Task goal: Starting at the line that contains "Draw the outline of every instance of the excavator", transcribe every remaining line of the entries exactly, including the last one.

Raw data:
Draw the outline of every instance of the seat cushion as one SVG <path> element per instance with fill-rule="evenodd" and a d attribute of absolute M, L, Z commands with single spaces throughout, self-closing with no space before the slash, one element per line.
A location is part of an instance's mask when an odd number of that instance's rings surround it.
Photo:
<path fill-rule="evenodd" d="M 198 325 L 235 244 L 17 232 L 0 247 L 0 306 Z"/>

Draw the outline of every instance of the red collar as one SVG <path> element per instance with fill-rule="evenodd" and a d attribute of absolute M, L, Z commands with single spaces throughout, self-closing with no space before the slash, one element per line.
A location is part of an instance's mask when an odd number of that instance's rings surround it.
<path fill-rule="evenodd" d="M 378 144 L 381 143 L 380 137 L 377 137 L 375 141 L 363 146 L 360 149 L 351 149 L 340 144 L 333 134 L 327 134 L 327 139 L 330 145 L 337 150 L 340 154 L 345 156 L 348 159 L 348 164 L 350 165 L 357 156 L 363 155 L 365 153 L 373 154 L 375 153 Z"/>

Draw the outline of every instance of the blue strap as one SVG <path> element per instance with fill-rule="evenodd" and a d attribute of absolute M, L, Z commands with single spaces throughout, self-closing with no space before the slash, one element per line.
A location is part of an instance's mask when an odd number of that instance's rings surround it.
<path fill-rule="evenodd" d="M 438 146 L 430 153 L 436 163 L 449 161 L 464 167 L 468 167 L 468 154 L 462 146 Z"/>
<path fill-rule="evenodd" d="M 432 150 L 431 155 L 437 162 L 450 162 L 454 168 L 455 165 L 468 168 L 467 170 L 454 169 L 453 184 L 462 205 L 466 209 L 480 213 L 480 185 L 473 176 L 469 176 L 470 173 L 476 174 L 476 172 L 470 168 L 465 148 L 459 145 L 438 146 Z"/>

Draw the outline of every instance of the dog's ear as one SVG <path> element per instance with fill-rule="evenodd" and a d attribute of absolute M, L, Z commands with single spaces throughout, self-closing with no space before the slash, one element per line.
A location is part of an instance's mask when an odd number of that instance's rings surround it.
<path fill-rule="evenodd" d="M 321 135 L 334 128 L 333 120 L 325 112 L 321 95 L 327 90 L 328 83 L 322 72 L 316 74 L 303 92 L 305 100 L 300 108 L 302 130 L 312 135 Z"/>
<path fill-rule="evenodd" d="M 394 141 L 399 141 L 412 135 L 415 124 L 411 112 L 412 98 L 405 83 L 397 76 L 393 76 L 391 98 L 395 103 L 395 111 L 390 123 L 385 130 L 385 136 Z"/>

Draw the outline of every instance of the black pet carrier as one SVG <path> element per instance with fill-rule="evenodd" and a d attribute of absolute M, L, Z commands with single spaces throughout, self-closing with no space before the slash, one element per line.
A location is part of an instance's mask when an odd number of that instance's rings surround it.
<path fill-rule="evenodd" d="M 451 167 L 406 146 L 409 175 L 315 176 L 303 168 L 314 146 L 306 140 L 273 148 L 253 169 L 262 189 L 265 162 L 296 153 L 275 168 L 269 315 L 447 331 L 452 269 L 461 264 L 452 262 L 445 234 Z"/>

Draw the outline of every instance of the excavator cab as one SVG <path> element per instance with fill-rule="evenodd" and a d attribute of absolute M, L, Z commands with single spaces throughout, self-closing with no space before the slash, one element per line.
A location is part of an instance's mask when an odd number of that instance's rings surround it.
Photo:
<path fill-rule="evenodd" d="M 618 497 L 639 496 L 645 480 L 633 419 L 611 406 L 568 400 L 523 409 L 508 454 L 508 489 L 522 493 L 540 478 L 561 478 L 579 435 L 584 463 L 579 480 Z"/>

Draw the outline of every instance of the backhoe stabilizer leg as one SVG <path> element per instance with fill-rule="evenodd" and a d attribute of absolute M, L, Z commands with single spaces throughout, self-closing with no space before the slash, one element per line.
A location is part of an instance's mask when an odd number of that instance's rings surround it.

Result below:
Draw the outline of every instance of the excavator cab as one SVG <path> element per instance with fill-rule="evenodd" and a d attribute of absolute M, L, Z commands with single spaces throughout, self-closing with no space before the slash, one element per line.
A location is part of an instance's mask when an odd number of that instance's rings surround it.
Photo:
<path fill-rule="evenodd" d="M 618 497 L 639 496 L 645 480 L 633 419 L 611 406 L 568 400 L 523 409 L 508 454 L 508 489 L 522 493 L 540 478 L 561 478 L 579 435 L 584 463 L 579 480 Z"/>

Draw the outline of every instance of the backhoe stabilizer leg as one SVG <path> element per instance with fill-rule="evenodd" and a d attribute of absolute M, L, Z commands with single spaces throughout, self-closing with no space before the slash, one element per line.
A location is part of an instance's mask when an odd number of that instance's rings surround it.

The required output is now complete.